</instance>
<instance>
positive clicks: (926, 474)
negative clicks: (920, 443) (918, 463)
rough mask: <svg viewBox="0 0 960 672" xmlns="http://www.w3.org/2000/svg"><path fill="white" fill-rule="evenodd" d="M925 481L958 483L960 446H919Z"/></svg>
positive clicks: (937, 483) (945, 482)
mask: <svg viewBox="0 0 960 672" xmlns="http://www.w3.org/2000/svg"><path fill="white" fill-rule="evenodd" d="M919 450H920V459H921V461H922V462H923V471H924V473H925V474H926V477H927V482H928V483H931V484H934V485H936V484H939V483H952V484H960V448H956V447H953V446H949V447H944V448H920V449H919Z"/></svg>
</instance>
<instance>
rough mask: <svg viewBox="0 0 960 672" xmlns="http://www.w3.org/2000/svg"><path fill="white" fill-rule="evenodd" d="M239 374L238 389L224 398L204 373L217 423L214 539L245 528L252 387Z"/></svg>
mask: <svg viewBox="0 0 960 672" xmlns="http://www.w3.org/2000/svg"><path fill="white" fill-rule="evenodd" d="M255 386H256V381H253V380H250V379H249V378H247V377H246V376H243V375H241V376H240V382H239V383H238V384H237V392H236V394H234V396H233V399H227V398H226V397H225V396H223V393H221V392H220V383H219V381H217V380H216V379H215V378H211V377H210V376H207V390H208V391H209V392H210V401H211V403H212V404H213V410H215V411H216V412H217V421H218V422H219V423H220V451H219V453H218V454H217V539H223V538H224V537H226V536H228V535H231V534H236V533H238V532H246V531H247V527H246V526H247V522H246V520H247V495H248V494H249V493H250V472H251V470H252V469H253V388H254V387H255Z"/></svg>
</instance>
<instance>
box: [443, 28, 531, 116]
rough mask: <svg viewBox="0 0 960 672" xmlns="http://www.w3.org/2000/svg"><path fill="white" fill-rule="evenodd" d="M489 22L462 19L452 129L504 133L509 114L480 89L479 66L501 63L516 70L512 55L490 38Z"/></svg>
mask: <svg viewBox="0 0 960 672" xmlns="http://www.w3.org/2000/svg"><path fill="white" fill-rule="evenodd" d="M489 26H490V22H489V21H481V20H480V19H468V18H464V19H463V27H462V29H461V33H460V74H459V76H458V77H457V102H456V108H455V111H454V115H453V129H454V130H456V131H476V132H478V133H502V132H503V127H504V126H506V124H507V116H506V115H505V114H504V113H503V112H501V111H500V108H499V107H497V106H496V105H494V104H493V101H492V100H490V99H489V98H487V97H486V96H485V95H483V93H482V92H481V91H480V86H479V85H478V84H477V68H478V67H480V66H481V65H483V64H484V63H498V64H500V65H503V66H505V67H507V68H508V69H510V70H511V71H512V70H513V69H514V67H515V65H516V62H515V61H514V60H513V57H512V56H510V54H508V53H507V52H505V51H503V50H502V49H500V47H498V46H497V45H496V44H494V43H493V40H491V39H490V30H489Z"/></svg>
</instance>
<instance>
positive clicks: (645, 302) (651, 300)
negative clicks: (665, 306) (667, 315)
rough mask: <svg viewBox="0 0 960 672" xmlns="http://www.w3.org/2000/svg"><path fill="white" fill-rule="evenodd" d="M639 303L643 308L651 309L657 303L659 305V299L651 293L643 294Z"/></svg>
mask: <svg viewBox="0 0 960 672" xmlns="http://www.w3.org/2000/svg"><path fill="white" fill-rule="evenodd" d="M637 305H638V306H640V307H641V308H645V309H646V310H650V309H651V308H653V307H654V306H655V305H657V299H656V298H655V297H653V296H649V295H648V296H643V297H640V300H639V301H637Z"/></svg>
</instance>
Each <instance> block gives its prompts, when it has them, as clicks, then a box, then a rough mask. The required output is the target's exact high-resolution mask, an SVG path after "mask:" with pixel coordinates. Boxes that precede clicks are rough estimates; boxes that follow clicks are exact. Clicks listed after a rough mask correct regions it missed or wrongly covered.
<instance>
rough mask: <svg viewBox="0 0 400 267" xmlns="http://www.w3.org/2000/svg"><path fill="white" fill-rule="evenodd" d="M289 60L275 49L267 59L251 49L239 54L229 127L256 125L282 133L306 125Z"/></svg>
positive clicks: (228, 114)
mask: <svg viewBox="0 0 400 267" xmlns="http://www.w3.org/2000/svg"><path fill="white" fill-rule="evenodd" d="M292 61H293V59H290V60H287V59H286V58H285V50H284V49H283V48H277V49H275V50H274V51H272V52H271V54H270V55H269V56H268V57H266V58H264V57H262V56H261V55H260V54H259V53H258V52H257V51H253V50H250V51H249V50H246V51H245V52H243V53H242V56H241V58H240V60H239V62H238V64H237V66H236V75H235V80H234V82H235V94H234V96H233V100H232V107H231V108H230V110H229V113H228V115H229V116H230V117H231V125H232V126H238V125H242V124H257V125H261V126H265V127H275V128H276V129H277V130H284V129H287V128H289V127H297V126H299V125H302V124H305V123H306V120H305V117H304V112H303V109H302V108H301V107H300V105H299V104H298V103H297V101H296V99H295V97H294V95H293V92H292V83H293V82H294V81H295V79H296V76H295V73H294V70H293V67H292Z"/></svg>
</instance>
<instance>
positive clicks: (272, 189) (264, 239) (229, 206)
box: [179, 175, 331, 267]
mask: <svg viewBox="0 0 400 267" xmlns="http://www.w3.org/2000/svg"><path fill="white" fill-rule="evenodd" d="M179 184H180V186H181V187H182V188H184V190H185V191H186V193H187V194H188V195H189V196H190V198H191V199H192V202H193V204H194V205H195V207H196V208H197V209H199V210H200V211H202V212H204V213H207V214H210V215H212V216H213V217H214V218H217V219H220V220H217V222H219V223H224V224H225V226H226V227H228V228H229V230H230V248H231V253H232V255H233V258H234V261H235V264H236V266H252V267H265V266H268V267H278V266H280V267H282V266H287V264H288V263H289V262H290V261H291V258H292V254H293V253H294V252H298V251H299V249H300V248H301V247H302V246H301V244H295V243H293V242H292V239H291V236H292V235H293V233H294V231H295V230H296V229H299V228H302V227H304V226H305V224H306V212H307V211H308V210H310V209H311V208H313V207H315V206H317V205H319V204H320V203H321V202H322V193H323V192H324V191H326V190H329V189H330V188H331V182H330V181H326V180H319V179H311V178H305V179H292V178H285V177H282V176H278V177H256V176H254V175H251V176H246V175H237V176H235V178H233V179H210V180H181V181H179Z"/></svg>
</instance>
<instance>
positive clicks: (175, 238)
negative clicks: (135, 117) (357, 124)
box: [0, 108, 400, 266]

▬▬▬▬▬▬▬▬▬▬

Keeping every line exactly as it is, copy all the records.

</instance>
<instance>
positive clicks: (926, 474)
negative clicks: (920, 443) (918, 463)
rough mask: <svg viewBox="0 0 960 672" xmlns="http://www.w3.org/2000/svg"><path fill="white" fill-rule="evenodd" d="M925 481L958 483L960 446H919Z"/></svg>
positive clicks: (937, 483) (945, 482)
mask: <svg viewBox="0 0 960 672" xmlns="http://www.w3.org/2000/svg"><path fill="white" fill-rule="evenodd" d="M919 450H920V459H921V461H922V462H923V471H924V473H925V474H926V477H927V482H928V483H931V484H934V485H936V484H939V483H952V484H960V448H956V447H953V446H949V447H944V448H920V449H919Z"/></svg>
</instance>
<instance>
rough mask: <svg viewBox="0 0 960 672" xmlns="http://www.w3.org/2000/svg"><path fill="white" fill-rule="evenodd" d="M239 374L238 389L224 398L204 373L217 423L214 539L245 528L252 387Z"/></svg>
mask: <svg viewBox="0 0 960 672" xmlns="http://www.w3.org/2000/svg"><path fill="white" fill-rule="evenodd" d="M255 386H256V381H253V380H250V379H249V378H247V377H246V376H243V375H241V376H240V382H239V383H238V384H237V392H236V394H234V396H233V399H227V398H226V397H225V396H223V393H221V392H220V383H219V381H217V380H216V379H215V378H211V377H210V376H207V390H208V391H209V392H210V401H211V403H212V404H213V410H215V411H216V412H217V421H218V422H219V423H220V451H219V453H218V454H217V539H223V538H224V537H226V536H228V535H231V534H236V533H238V532H246V531H247V527H246V526H247V522H246V520H247V495H248V494H249V493H250V472H251V470H252V469H253V388H254V387H255Z"/></svg>
</instance>
<instance>
box: [443, 28, 531, 116]
rough mask: <svg viewBox="0 0 960 672" xmlns="http://www.w3.org/2000/svg"><path fill="white" fill-rule="evenodd" d="M489 22L462 19L452 129L504 133L509 114L480 89L479 66L501 63L516 70L512 55L490 38Z"/></svg>
mask: <svg viewBox="0 0 960 672" xmlns="http://www.w3.org/2000/svg"><path fill="white" fill-rule="evenodd" d="M489 26H490V22H489V21H481V20H480V19H468V18H464V19H463V27H462V29H461V33H460V74H459V76H458V77H457V102H456V108H455V111H454V115H453V129H454V130H456V131H476V132H478V133H502V132H503V127H504V126H506V124H507V116H506V115H505V114H504V113H503V112H501V111H500V108H499V107H497V106H496V105H494V104H493V101H492V100H490V99H489V98H487V97H486V96H485V95H483V93H482V92H481V91H480V86H479V85H478V84H477V68H478V67H480V66H481V65H483V64H484V63H498V64H500V65H503V66H505V67H507V68H508V69H510V70H511V71H512V70H513V69H514V67H515V65H516V62H515V61H514V60H513V57H512V56H510V54H508V53H507V52H505V51H503V50H502V49H500V47H498V46H497V45H496V44H494V43H493V40H491V39H490V30H489Z"/></svg>
</instance>
<instance>
positive clicks: (645, 302) (651, 300)
negative clicks: (665, 306) (667, 315)
rough mask: <svg viewBox="0 0 960 672" xmlns="http://www.w3.org/2000/svg"><path fill="white" fill-rule="evenodd" d="M639 303L643 308L651 309L657 303L659 305V299L651 293L643 294Z"/></svg>
mask: <svg viewBox="0 0 960 672" xmlns="http://www.w3.org/2000/svg"><path fill="white" fill-rule="evenodd" d="M637 305H638V306H640V307H641V308H645V309H646V310H650V309H651V308H653V307H654V306H655V305H657V299H656V298H655V297H653V296H649V295H648V296H643V297H640V300H639V301H637Z"/></svg>
</instance>
Each <instance> block gives its prompts, when it has them, as clicks, then a box, then a rough mask. The required output is the target's exact high-resolution mask, an SVG path after "mask:" with pixel coordinates. Boxes that precede clicks are rough estimates; boxes that follow clicks are exact. Clicks listed after a rough mask correct regions it missed or wrongly covered.
<instance>
rough mask: <svg viewBox="0 0 400 267" xmlns="http://www.w3.org/2000/svg"><path fill="white" fill-rule="evenodd" d="M289 60L275 49L267 59L251 49L239 54L229 127L256 125L282 133L306 125Z"/></svg>
positive clicks: (228, 114)
mask: <svg viewBox="0 0 400 267" xmlns="http://www.w3.org/2000/svg"><path fill="white" fill-rule="evenodd" d="M292 61H293V59H290V60H287V59H286V58H285V50H284V49H283V48H277V49H275V50H274V51H272V52H271V54H270V55H269V56H268V57H266V58H264V57H262V56H261V55H260V54H259V53H258V52H257V51H253V50H250V51H249V50H246V51H245V52H243V53H242V56H241V58H240V60H239V62H238V64H237V66H236V75H235V80H234V82H235V94H234V96H233V100H232V107H231V108H230V110H229V113H228V115H229V116H230V117H231V125H232V126H238V125H242V124H257V125H261V126H265V127H275V128H276V129H277V130H284V129H287V128H289V127H297V126H299V125H302V124H305V123H306V120H305V117H304V112H303V109H302V108H301V107H300V105H299V104H298V103H297V101H296V99H295V97H294V95H293V92H292V83H293V82H294V81H295V79H296V76H295V73H294V70H293V67H292Z"/></svg>
</instance>
<instance>
positive clicks: (272, 189) (264, 239) (229, 206)
box: [179, 175, 331, 267]
mask: <svg viewBox="0 0 400 267" xmlns="http://www.w3.org/2000/svg"><path fill="white" fill-rule="evenodd" d="M179 184H180V186H181V187H182V188H184V190H185V191H186V193H187V194H188V195H189V196H190V198H191V199H192V202H193V204H194V205H195V207H196V208H197V209H199V210H200V211H202V212H204V213H207V214H210V215H212V216H213V217H214V218H217V219H220V220H217V222H219V223H224V224H225V226H226V227H228V228H229V230H230V248H231V253H232V255H233V258H234V261H235V264H236V266H252V267H265V266H268V267H278V266H280V267H282V266H287V264H288V263H289V262H290V261H291V258H292V254H293V253H294V252H298V251H299V249H300V248H301V247H302V246H301V244H295V243H293V242H292V239H291V236H292V235H293V233H294V231H295V230H296V229H299V228H302V227H304V226H305V224H306V212H307V211H308V210H310V209H311V208H313V207H315V206H317V205H319V204H320V203H321V202H322V193H323V192H324V191H326V190H329V189H330V188H331V182H330V181H326V180H319V179H311V178H305V179H292V178H285V177H282V176H278V177H256V176H254V175H251V176H246V175H237V176H235V178H233V179H210V180H181V181H179Z"/></svg>
</instance>
<instance>
positive clicks: (175, 238)
negative clicks: (135, 117) (357, 124)
box: [0, 108, 400, 266]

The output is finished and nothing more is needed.